### Extracted records
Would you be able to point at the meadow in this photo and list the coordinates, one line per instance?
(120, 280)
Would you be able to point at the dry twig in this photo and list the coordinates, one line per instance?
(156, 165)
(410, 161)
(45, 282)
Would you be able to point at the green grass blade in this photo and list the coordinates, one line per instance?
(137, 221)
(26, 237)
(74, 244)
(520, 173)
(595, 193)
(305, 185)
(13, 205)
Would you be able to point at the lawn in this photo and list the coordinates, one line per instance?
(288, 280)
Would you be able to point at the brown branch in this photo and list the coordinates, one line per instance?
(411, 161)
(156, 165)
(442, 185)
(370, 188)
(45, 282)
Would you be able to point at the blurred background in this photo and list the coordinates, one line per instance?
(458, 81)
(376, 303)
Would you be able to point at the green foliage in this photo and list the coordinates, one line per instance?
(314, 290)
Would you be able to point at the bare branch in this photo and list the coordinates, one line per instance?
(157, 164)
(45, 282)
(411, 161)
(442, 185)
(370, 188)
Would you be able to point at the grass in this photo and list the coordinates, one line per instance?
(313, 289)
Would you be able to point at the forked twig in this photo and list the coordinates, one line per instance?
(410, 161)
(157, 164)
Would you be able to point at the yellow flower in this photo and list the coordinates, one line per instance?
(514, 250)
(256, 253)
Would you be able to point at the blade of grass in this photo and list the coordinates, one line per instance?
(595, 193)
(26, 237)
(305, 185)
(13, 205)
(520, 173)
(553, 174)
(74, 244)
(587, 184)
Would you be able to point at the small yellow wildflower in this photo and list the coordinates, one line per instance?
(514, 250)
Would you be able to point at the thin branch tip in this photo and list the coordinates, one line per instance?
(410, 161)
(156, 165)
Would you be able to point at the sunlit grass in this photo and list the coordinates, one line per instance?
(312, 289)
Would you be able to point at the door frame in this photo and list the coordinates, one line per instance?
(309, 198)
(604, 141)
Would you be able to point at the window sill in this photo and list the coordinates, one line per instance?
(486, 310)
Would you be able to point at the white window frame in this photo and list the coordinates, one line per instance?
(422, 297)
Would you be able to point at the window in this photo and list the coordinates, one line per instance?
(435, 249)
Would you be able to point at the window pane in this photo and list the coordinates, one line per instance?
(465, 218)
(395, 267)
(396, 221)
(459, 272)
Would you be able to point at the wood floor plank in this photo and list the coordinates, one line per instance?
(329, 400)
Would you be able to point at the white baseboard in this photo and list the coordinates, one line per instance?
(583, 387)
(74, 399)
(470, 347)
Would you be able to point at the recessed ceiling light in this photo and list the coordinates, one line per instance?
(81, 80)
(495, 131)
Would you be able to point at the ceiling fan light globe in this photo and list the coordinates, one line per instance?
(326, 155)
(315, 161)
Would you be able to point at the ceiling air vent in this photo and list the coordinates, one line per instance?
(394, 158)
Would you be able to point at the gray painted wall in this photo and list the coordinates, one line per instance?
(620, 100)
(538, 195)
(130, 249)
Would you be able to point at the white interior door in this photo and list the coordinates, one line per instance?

### Instructions for the task
Repeat the records above word for word, starting with the line that contains "Would you be able to point at the ceiling fan" and continuing through the final line of the records, including both of those lines.

### Expected output
Would you be able to point at the ceiling fan light globe in this photo and list the coordinates, one line per instance?
(326, 155)
(315, 161)
Would you be able to point at the ceiling air vent in this photo and list the coordinates, one line per instance?
(394, 158)
Would you be able to point at the gray painted wall in this photo and list the coordinates, one line per instance?
(620, 100)
(538, 195)
(130, 249)
Would you be able to point at the white interior door in this photo and list the coordinates, one line per instance?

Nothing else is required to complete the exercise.